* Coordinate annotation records
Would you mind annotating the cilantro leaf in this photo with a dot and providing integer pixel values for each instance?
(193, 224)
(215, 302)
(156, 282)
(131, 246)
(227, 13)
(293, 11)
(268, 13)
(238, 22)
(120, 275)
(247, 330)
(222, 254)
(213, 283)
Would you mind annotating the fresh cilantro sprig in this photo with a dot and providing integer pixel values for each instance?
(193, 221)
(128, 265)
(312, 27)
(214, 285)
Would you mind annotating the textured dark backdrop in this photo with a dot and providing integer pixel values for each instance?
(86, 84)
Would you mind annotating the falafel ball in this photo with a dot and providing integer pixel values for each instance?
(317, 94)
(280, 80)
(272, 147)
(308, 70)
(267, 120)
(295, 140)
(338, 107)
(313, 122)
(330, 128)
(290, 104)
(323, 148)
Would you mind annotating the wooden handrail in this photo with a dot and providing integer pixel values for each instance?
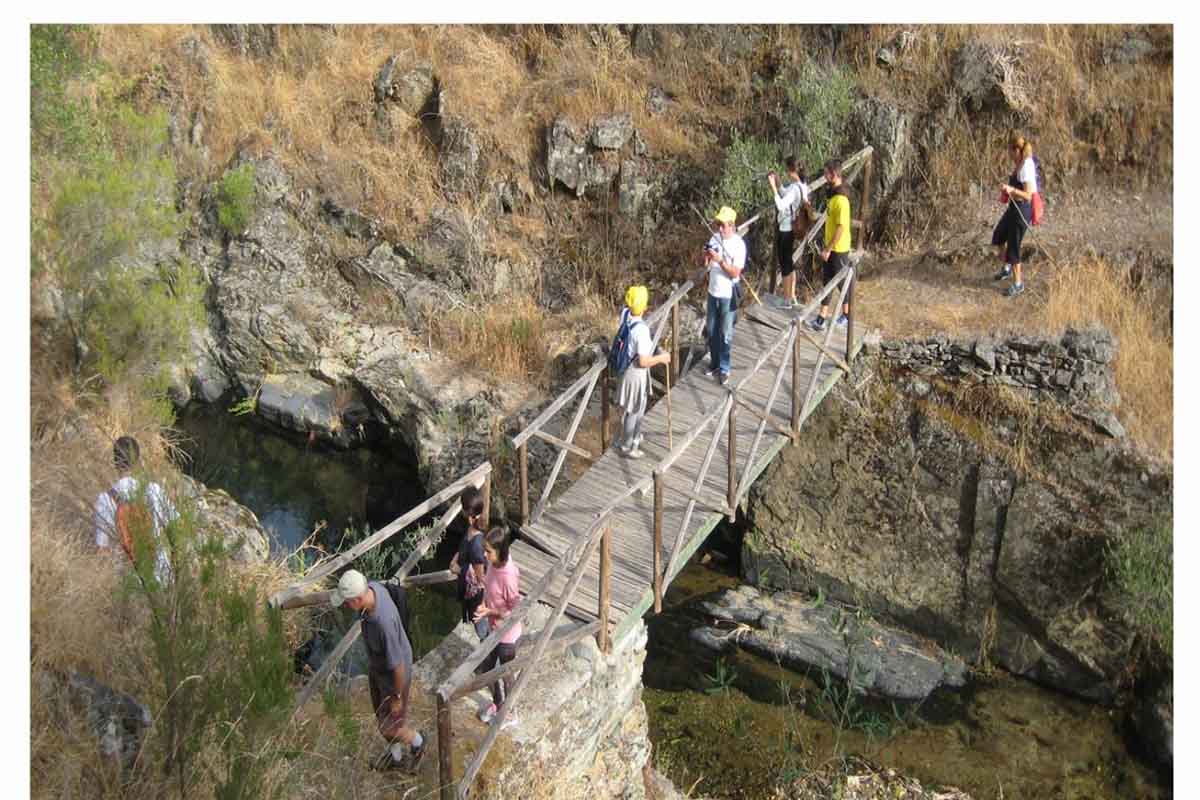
(474, 477)
(744, 483)
(322, 597)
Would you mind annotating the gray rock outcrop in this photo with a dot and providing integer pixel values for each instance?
(927, 518)
(871, 657)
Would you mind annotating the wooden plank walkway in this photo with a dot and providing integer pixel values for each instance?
(633, 523)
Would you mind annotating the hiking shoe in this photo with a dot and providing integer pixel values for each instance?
(418, 753)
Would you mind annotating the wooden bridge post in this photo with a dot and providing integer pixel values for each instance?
(523, 461)
(850, 317)
(486, 492)
(603, 636)
(796, 388)
(732, 493)
(445, 750)
(864, 211)
(675, 343)
(604, 409)
(658, 542)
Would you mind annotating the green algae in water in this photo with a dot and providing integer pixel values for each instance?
(1000, 738)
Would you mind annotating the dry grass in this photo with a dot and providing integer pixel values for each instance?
(1093, 292)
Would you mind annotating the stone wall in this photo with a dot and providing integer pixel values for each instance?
(1074, 368)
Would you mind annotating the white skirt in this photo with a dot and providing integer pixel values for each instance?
(634, 390)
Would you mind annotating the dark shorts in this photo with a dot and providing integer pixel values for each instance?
(383, 689)
(784, 242)
(1011, 230)
(831, 269)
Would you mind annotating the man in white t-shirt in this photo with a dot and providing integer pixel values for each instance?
(789, 203)
(633, 395)
(127, 491)
(725, 256)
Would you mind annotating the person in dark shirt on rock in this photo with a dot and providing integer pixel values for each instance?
(469, 563)
(389, 666)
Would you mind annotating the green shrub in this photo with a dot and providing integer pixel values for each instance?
(220, 663)
(742, 185)
(819, 104)
(235, 199)
(60, 126)
(131, 307)
(1141, 563)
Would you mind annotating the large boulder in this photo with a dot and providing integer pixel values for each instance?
(569, 162)
(460, 156)
(927, 518)
(250, 40)
(987, 77)
(235, 524)
(870, 656)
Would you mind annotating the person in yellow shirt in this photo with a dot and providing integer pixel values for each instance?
(837, 242)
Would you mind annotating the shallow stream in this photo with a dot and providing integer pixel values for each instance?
(723, 726)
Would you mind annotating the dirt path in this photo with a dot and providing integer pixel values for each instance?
(947, 287)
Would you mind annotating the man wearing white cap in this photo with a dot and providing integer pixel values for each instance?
(389, 665)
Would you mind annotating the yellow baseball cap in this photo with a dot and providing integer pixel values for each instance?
(637, 298)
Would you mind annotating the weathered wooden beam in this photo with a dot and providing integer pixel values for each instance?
(657, 560)
(523, 467)
(605, 591)
(322, 597)
(586, 379)
(463, 671)
(445, 751)
(744, 483)
(474, 477)
(564, 445)
(561, 641)
(562, 453)
(723, 419)
(765, 419)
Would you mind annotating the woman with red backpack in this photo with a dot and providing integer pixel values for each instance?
(1020, 196)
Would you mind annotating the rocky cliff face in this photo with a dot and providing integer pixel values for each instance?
(315, 314)
(976, 516)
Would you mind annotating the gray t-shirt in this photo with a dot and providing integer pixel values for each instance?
(384, 636)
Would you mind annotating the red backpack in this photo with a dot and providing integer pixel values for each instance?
(132, 518)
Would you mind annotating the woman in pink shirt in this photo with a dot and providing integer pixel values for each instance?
(501, 596)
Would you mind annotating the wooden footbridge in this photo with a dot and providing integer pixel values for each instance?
(604, 551)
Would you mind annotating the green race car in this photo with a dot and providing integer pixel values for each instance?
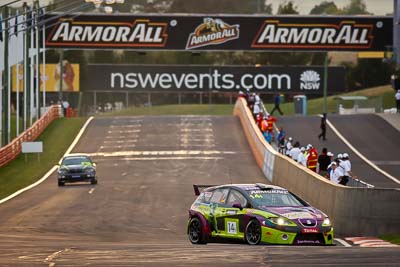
(256, 213)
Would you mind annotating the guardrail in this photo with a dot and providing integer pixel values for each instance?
(354, 211)
(13, 149)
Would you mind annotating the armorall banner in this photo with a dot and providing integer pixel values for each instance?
(186, 78)
(219, 32)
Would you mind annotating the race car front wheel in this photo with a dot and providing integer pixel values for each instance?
(195, 231)
(252, 233)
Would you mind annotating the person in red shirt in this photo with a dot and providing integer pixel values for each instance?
(312, 159)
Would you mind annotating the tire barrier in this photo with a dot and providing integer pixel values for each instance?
(13, 149)
(354, 211)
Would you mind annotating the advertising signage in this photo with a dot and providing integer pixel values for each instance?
(221, 32)
(192, 78)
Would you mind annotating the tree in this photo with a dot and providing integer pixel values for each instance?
(287, 8)
(356, 7)
(325, 8)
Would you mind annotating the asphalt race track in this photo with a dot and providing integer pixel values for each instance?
(137, 213)
(381, 144)
(355, 129)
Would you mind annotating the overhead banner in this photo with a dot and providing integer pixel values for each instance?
(140, 78)
(227, 32)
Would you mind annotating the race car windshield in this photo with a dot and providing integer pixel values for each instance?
(75, 161)
(274, 198)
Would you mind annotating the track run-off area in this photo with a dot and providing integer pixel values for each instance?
(137, 214)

* Exercise instructions
Express the rows from the line with "Would you mind annotating the tree" through the end of the rows as a two-column CSV with the columns "text" and "answer", one CSV line for each row. Put each value in a single quoted field and replace line breaks with spaces.

* Output for this exercise
text,answer
"Would you mind annotating the tree in this photo with a dot and providing integer pixel values for each instance?","(287, 8) (356, 7) (325, 8)"
"Would you mind annotating the asphalt race track in this photo with a dot and providing integer pixel values for each instance?","(137, 213) (381, 144) (355, 129)"
"Would you mind annotating the overhead banner in this photo with a dot and providing integer pixel values for each instance?","(140, 78) (227, 32)"
"Would you mind annotating the race car windshield in this photo with a dot and providing integer pixel values for each instance?","(75, 161) (274, 198)"
"Would you mind annotating the track run-off area in this photo with a dot and providing integer pixel values for each instance?","(137, 214)"